◆ FRAGMENTO SELECCIONADO

....

Una historia del
pensamiento latinoamericano
(Hacia una periodización
tentativa)
Si nos acogemos a ciertos preceptos de los
historiadores contextualistas británicos, especialmente a aquellos de John G.
A. Pocock, una historia del pensamiento es una historia del lenguaje y, en
consecuencia, una historia de los discursos. Precisemos un poco: una historia
del pensamiento puede ser una historia guiada por la identificación de momentos
discursivos, por el hallazgo de momentos de discusión pública que, por
supuesto, son muy ricos en la expresión de un lenguaje enriquecido por los
diversos agentes que intervienen con sus enunciados en un conflicto. Dicho de
otro modo, los conflictos parecen ser ricos en pensamiento y, por tanto, en
hechos de lenguaje (y viceversa).

....

◆ TAREA ESCRITA
Edita el texto sobre el pensamiento latinoamericano: reproduce el pasaje comprendido entre "A. Pocock, una" y "lenguaje (y viceversa).", ambos incluidos, con "hallazgo" sustituido por "descubrimiento".

◆ MATERIAL DE ORIGEN
....

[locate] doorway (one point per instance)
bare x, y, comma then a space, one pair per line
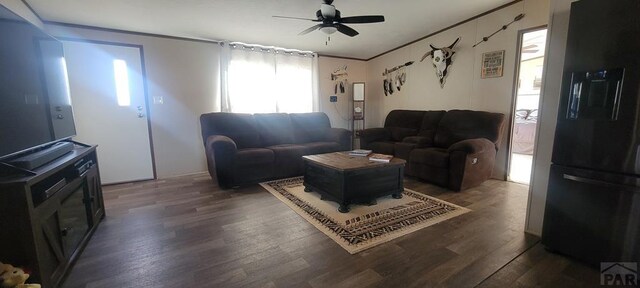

....

◆ RESPUESTA DEL EJERCICIO
A. Pocock, una historia del pensamiento es una historia del lenguaje y, en
consecuencia, una historia de los discursos. Precisemos un poco: una historia
del pensamiento puede ser una historia guiada por la identificación de momentos
discursivos, por el descubrimiento de momentos de discusión pública que, por
supuesto, son muy ricos en la expresión de un lenguaje enriquecido por los
diversos agentes que intervienen con sus enunciados en un conflicto. Dicho de
otro modo, los conflictos parecen ser ricos en pensamiento y, por tanto, en
hechos de lenguaje (y viceversa).